> _Extract to read_
╭──

Washington (CNN) -- Dennis Apel has been a longtime critic of U.S. military policy and for 17 years has protested around Vandenberg Air Force Base in California.
"It's completely immoral what's happening there," he says. "I'm not the threat" to anyone on the government reservation or its mission. "They think what I have to say is the threat."
His message of peace and the conflict it has created with Obama administration officials have now taken Apel and his case all the way to the U.S. Supreme Court.
At issue is whether someone previously barred from a military base may be convicted under federal law for "peacefully protesting" on a public road easement along the enclosed high-security facility.
While some on the court expressed concerns about the government's claims, a majority of justices at Wednesday's lively hour of oral arguments appeared to offer little support for Apel's free speech and jurisdictional claims.
"If you look at the easement" agreement between the U.S. and the county, Justice Anthony Kennedy said, "it makes it very clear that the military commander has authority to exercise control over the easement property."
"You've got a public school and a public highway" on the base, Justice Sonia Sotomayor said. "I'm not quite sure how you can keep a person off of lands that the military is not using in its operations."
The appeal presents a fact-specific inquiry into such issues as "concurrent" government jurisdiction, public forums and the limits of "exclusive control" asserted by the military. A ruling from the court in coming months could offer clearer guidelines for those like Apel seeking to protest on public land, where location is integral to their message.
The 63-year-old man and his wife, Tensie Hernandez-Apel, founded Beatitude Catholic Worker House in Guadalupe, California, about a half-hour away from the base, which is along the scenic Pacific Ocean, northwest of Santa Barbara.
The high-tech facility launches military satellites, operates aeronautical and space surveillance missions, and tests a variety of sophisticated weapons systems, including intercontinental ballistic missiles.
Running through its eastern boundary are state Highways 1 and 246, open to the traveling public. The federal government owns and operates the base, but the state and county have held a "use easement" for more than a half-century, and they maintain the roads. Concurrent jurisdiction gives a measure of control of the narrow strip of land to all three entities.
The Apels and their supporters from Pacific Life Community, a group that opposes nuclear weapons, had conducted monthly peace vigils in a special open "protest zone" created along the Pacific Coast Highway bisecting the base. A special green line is designed to mark an off-limits area.
Vandenberg's commanding officer in 2003 issued a "barment order" against Dennis Apel after he was arrested for trespassing and vandalism, including throwing blood on a base sign. A second "bar letter" was given four years later, after another trespassing incident. In 2010, with the ban still in effect, Apel again entered the protest zone on repeated occasions, was told to leave, and was then escorted off the property. He says he has been arrested about 15 times.

╰──

> _Instruction A_
According to the article on Dennis Apel's Supreme Court case, which group opposed to nuclear weapons took part in the monthly peace vigils with the Apels?
> _Instruction B_
Pick up the article on Dennis Apel's Supreme Court case after its final sentence and carry it forward.

> _Provided records_

╭──

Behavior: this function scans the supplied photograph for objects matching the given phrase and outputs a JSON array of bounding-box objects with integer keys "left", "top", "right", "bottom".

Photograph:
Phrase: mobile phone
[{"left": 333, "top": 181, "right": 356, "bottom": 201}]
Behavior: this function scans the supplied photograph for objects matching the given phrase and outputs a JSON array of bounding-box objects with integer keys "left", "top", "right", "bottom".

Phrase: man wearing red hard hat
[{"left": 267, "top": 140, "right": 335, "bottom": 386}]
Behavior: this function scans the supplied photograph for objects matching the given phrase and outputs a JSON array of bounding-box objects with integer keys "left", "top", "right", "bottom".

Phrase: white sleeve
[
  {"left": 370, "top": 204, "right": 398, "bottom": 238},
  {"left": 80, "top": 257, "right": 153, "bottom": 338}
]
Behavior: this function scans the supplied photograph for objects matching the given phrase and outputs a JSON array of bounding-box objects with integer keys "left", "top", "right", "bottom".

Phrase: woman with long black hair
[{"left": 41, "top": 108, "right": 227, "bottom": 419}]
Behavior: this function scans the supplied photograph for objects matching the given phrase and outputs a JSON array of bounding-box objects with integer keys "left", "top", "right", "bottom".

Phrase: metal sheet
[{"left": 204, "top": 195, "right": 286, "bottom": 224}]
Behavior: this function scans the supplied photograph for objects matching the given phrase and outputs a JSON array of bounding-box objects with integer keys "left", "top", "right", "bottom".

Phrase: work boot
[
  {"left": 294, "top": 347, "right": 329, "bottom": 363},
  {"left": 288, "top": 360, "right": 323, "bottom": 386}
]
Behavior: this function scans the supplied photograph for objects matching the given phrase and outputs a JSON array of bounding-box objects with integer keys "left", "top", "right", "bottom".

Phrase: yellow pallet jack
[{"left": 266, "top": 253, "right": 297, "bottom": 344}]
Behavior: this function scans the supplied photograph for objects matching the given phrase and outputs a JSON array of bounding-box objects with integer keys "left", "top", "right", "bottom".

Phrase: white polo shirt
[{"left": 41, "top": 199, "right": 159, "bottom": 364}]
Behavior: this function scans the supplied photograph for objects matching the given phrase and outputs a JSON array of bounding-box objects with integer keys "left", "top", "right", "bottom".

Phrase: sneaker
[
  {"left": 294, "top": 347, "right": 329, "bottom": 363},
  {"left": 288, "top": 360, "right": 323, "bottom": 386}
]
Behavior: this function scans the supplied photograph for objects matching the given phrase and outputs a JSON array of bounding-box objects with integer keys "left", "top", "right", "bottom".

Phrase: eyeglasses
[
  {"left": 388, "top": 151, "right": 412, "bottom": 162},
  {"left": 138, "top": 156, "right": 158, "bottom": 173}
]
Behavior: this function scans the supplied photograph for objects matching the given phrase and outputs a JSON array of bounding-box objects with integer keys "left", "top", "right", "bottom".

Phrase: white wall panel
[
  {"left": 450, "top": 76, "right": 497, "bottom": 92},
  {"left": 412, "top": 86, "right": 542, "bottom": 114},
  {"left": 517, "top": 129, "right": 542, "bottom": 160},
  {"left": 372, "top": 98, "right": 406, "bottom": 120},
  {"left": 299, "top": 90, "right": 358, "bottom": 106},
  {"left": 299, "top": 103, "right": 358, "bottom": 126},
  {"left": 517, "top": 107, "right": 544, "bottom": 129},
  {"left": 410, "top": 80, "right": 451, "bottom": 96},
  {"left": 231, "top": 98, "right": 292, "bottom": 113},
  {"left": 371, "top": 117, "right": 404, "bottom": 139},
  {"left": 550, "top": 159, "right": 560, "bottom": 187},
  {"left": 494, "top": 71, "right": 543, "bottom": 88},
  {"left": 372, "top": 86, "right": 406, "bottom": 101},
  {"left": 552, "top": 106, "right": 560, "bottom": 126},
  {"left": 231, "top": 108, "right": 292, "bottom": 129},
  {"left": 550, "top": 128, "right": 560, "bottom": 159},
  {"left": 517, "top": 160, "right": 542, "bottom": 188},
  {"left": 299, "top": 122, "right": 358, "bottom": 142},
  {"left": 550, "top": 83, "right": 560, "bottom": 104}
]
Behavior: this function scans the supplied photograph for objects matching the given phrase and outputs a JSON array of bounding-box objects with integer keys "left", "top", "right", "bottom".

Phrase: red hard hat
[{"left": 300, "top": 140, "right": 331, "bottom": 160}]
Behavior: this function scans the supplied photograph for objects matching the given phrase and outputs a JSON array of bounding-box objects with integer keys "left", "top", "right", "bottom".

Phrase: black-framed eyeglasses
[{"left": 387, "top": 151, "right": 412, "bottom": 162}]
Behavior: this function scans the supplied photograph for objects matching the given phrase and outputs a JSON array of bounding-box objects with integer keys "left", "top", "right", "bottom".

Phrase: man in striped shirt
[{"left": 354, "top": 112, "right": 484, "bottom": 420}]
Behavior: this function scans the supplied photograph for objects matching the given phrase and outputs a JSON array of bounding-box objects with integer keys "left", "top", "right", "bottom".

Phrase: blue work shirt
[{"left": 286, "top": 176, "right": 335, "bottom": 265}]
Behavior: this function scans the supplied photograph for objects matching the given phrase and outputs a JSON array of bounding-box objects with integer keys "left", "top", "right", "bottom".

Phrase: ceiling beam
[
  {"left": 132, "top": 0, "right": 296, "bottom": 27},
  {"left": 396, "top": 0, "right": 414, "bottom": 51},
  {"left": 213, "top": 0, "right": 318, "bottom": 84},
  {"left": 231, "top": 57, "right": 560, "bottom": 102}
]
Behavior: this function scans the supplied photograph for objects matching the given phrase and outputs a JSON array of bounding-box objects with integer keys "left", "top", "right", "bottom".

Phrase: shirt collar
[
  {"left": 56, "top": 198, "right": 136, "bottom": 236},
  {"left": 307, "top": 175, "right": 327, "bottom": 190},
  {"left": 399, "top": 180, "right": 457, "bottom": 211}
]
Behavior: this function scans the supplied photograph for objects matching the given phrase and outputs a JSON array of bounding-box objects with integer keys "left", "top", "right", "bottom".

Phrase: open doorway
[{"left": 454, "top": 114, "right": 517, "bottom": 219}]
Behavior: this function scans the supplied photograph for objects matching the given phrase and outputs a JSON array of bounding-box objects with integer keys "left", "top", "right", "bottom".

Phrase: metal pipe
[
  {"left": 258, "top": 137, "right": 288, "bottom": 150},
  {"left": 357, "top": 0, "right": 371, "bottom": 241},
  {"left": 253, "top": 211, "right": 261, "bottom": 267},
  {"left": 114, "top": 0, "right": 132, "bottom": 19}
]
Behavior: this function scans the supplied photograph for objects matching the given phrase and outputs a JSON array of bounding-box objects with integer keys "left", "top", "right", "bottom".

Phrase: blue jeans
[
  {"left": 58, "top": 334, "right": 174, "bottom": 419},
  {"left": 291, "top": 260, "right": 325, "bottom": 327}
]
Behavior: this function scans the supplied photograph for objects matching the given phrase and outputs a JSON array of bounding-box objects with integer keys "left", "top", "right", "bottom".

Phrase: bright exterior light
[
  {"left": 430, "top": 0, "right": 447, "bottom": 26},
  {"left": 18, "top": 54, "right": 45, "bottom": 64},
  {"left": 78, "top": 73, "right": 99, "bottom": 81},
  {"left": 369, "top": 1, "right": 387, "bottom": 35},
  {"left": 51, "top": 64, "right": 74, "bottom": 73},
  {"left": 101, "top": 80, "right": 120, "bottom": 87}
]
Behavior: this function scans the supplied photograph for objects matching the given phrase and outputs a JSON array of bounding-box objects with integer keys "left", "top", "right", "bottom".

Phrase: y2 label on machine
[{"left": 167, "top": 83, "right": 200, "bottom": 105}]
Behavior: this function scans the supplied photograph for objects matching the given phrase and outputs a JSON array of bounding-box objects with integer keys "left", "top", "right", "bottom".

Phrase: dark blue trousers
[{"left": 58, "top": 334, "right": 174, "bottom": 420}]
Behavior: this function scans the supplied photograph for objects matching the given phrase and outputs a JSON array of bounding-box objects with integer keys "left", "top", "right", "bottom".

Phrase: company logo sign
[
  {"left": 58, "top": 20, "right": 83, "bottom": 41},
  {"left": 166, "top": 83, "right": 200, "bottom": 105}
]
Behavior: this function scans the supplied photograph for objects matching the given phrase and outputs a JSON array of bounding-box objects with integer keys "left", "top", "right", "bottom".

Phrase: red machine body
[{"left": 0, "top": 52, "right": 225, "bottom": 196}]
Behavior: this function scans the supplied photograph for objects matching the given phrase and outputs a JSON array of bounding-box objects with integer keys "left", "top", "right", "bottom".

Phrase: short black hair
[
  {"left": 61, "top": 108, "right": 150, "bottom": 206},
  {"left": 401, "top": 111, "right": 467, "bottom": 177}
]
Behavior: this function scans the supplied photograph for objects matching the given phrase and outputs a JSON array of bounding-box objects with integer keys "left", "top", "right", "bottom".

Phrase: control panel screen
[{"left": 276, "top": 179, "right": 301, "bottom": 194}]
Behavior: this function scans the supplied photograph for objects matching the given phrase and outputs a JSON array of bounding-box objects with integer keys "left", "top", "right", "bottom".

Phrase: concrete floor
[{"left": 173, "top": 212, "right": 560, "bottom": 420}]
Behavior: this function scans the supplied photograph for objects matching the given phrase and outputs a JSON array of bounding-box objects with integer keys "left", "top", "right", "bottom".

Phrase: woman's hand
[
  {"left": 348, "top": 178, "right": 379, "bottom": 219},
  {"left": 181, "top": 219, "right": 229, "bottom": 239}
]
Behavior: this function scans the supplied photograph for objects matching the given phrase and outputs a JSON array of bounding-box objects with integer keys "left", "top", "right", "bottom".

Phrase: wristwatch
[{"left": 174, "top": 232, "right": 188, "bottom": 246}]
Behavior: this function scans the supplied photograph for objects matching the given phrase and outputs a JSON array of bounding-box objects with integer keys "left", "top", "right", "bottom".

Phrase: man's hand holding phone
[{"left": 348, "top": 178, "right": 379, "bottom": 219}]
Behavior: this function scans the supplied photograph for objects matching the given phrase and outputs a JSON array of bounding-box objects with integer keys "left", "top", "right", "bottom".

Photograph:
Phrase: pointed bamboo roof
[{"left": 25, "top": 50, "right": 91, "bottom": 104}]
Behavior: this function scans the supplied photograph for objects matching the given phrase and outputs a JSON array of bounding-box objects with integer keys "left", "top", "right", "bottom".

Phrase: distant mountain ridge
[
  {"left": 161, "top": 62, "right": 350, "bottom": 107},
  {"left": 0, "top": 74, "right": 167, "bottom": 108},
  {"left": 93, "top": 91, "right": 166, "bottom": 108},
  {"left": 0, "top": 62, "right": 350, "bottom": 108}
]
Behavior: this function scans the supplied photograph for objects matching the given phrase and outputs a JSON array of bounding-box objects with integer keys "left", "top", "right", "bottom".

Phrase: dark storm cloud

╰──

> _Output A_
Pacific Life Community.

> _Output B_
He sought to block the misdemeanor counts on free speech and other legal grounds. A federal appeals court eventually ruled in his favor, saying the special protest zone was not an area under the military's "exclusive right of possession." The Obama Justice Department then asked the Supreme Court to intervene.
At Wednesday's arguments, several conservative justices rebuffed the efforts by Apel attorney Erwin Chemerinsky to make this a predominately First Amendment case.
"When an easement goes towards a public road, that easement includes the right to use the public road for speech activities," he said.
Justice Kennedy said the issue was mainly about property ownership: "You're back on the First Amendment case. It may or may not. If the commander wants to close the base for a rocket launch, he certainly can."
Chemerinsky: "The United States wants it both ways. They want the benefits of having an easement there, in the sense that the state is responsible for maintaining the road, the state is liable for any harms on the road, and the state enforces crimes on the road. But they also want to claim that they have all of the control over that public road as they would within the base."
But Justice Antonin Scalia interjected: "They're entitled to have it both ways. It's their base. And if that's the deal, take it or leave it, state: 'We'll give you this easement, but the terms are what we have said.' What's wrong with that?"
Chief Justice John Roberts agreed: "It's been ceded by the United States for the convenience of the traveling public. ... The military commander has given permission to use the easement."
And Roberts said that even though there has been a protest zone in place since 1989, Apel can still be banned at the commander's sole discretion. "He does see some kind of threat by allowing somebody in there who's vandalized the base in the past."
Justice Elena Kagan, to Chemerinsky: "Your argument is sort of a 'use it or lose it' argument, is that correct? That the government has this commanding authority, and unless it uses it to its full extent, every day of the week, it loses it? One of the arguments that the government makes is, look, what the military wants to do here is something very sensible. It keeps tight what it needs to keep tight, but it allows to be more open areas that it doesn't have an interest in securing entirely. And that's for the convenience of military personnel and for other people who live around the base. What's wrong with that?"
As for Apel, he told CNN after the arguments that he was hopeful of prevailing, and continuing his vigils at Vandenberg.
"They're denying my right to dissent on their base," he said. "They're systematically trying to keep me out there, but I'm not going away."
The case is U.S. v. Apel (12-1038).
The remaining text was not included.